Task details -> In the marketing notes below, what roles does the phone play in South Korea?

Babs then points out that it's not just a shift in the western world... the change is a global phenomenon... the phone in South Korea is EVERYTHING... tube pass, bank card, alarm clock etc etc.
You also need to 'penetrate the culture'... really get involved in what motivates and excites people in their cultural lives (I guess this is really important for FMCGs, given the potential for the products themselves to be 'low interest'...).
"Walk away from the straight interruption that advertising is... well, I shouldn't say 'walk away' as there's still strength in advertising..."
Next point; think webspace (where people are going, interacting, sharing etc) rather than 'website'...
...which is true, of course... we're just about over the era when every advertiser assumed that they could create a microsite that people would flock to and use instead of social networks (Bud TV anyone?).

Data rows ->
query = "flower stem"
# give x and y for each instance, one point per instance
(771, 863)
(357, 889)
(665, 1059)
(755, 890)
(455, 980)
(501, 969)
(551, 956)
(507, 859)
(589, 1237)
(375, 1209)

Completed task -> It is everything there, including a tube pass, a bank card and an alarm clock.